Extract every line of the data that contains the string "tree", treating uppercase and lowercase letters as distinct.

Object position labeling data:
━━━

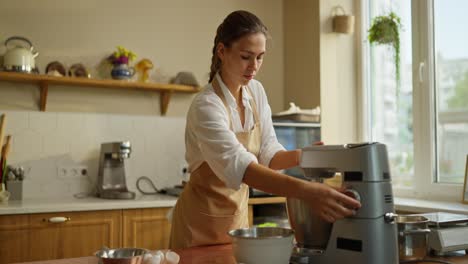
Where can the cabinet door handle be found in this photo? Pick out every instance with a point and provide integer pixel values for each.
(58, 219)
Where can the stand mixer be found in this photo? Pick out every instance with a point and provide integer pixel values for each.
(370, 236)
(111, 182)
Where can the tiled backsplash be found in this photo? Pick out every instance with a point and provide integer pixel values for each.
(44, 142)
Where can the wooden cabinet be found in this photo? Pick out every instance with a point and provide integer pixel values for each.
(14, 238)
(32, 237)
(35, 237)
(146, 228)
(81, 235)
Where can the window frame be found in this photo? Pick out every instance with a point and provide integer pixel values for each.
(424, 103)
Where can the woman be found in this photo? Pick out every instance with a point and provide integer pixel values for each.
(231, 144)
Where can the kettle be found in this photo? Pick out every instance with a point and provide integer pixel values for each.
(19, 58)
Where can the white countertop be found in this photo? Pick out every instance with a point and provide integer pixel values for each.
(426, 206)
(70, 204)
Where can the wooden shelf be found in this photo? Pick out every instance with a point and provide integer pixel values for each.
(267, 200)
(166, 90)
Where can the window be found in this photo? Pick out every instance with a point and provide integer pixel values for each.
(423, 120)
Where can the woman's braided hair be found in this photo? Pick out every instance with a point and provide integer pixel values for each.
(235, 26)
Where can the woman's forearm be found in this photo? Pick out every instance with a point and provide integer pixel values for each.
(285, 159)
(327, 202)
(268, 180)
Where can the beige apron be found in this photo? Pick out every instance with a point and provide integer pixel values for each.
(207, 209)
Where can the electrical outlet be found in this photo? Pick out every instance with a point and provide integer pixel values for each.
(72, 171)
(183, 170)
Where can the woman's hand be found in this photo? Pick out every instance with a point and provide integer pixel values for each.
(329, 203)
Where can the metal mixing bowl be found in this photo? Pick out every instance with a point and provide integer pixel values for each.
(121, 255)
(260, 245)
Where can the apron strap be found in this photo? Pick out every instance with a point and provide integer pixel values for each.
(217, 90)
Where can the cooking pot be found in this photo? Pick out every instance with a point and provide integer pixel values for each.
(19, 57)
(412, 236)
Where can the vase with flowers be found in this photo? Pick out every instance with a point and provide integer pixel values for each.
(120, 60)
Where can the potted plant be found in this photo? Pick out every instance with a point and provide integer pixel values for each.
(385, 30)
(120, 60)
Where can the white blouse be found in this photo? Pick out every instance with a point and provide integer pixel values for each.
(209, 138)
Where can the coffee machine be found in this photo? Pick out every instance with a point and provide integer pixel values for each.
(111, 182)
(369, 236)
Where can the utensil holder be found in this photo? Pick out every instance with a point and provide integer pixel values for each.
(16, 189)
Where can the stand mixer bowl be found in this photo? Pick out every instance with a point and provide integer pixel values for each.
(310, 230)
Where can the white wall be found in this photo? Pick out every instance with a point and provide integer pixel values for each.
(176, 35)
(338, 77)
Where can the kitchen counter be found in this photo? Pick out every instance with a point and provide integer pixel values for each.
(221, 254)
(70, 204)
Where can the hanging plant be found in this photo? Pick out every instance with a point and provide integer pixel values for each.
(385, 30)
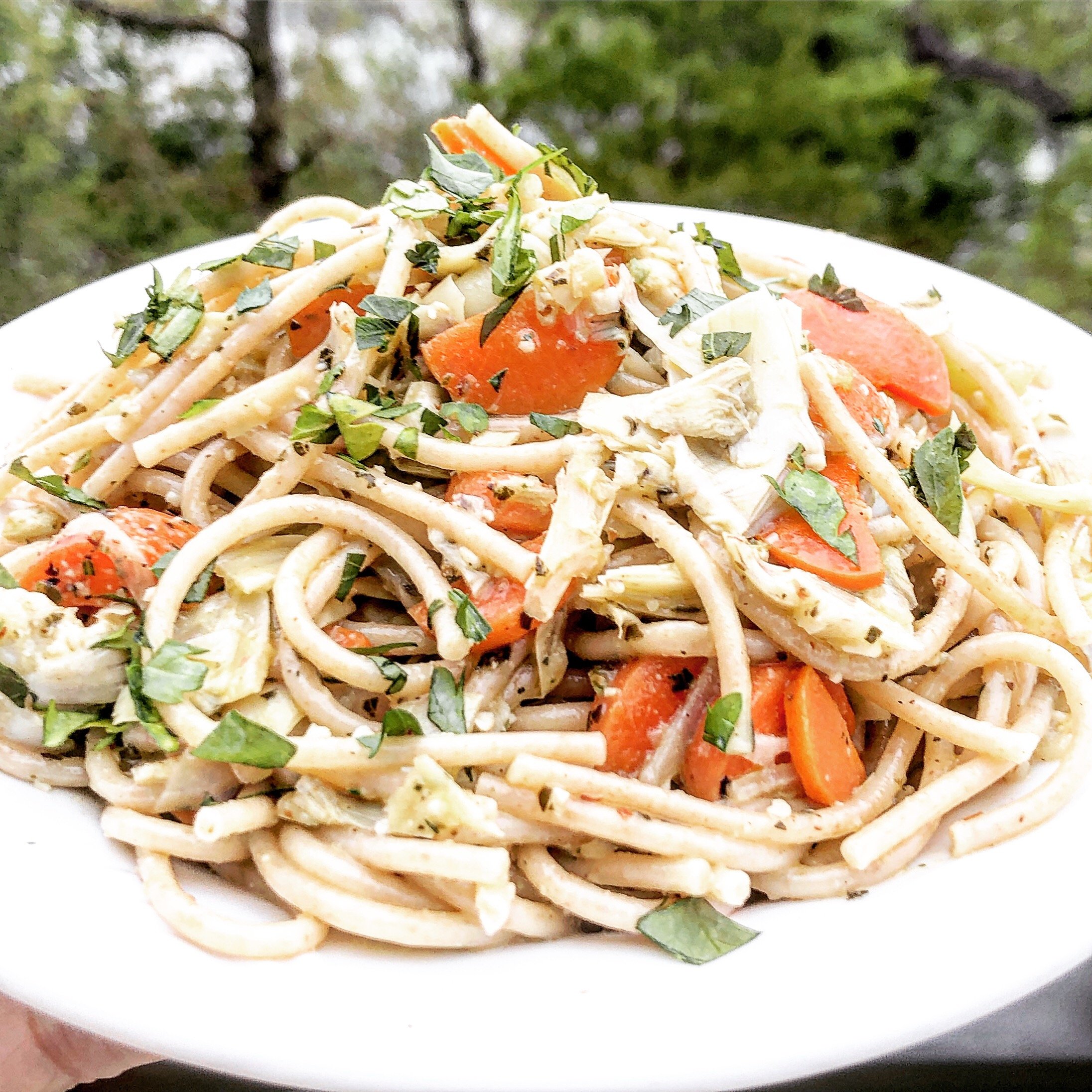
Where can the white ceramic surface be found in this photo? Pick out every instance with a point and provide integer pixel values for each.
(827, 983)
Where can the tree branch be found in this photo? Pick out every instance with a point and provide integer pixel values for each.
(472, 44)
(926, 44)
(155, 23)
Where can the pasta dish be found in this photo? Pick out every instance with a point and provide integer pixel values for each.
(498, 564)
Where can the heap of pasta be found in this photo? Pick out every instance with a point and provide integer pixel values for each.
(496, 562)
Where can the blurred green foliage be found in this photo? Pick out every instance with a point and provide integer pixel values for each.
(809, 112)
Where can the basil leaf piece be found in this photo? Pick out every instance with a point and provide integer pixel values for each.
(411, 200)
(273, 253)
(240, 740)
(395, 411)
(407, 442)
(559, 162)
(251, 299)
(725, 257)
(425, 256)
(314, 426)
(331, 377)
(468, 617)
(464, 176)
(199, 408)
(692, 931)
(831, 288)
(721, 721)
(133, 334)
(380, 649)
(395, 674)
(694, 305)
(446, 701)
(218, 264)
(362, 436)
(178, 321)
(817, 501)
(126, 639)
(59, 724)
(383, 317)
(13, 686)
(723, 344)
(555, 426)
(937, 467)
(430, 423)
(200, 587)
(55, 485)
(172, 673)
(397, 722)
(469, 415)
(494, 318)
(350, 571)
(146, 713)
(513, 264)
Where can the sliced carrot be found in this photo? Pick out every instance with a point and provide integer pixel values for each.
(704, 767)
(348, 637)
(838, 692)
(456, 136)
(644, 696)
(86, 567)
(516, 518)
(536, 365)
(826, 760)
(883, 344)
(864, 402)
(310, 326)
(769, 683)
(793, 543)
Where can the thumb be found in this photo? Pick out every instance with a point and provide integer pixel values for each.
(40, 1054)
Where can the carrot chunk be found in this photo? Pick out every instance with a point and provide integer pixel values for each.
(310, 326)
(87, 567)
(536, 366)
(514, 517)
(884, 345)
(793, 543)
(706, 767)
(826, 760)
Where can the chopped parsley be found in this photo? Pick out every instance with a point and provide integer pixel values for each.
(468, 616)
(397, 722)
(273, 253)
(555, 426)
(817, 501)
(692, 931)
(240, 740)
(55, 485)
(935, 473)
(723, 344)
(446, 701)
(831, 288)
(694, 305)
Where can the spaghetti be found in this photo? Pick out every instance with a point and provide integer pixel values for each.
(495, 561)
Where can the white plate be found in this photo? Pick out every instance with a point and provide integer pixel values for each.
(827, 984)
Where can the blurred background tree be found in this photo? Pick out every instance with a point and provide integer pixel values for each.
(960, 130)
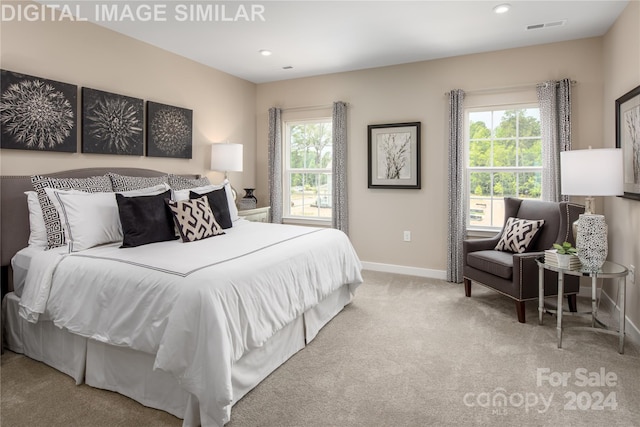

━━━

TASK RESULT:
Where can the tree branch be found in this photo? Pick out every instance with a point and provide integer pixel values for each.
Where can the blurred background tree be found in this photo? Pick out every instance with a point and provide integer pixel values for each.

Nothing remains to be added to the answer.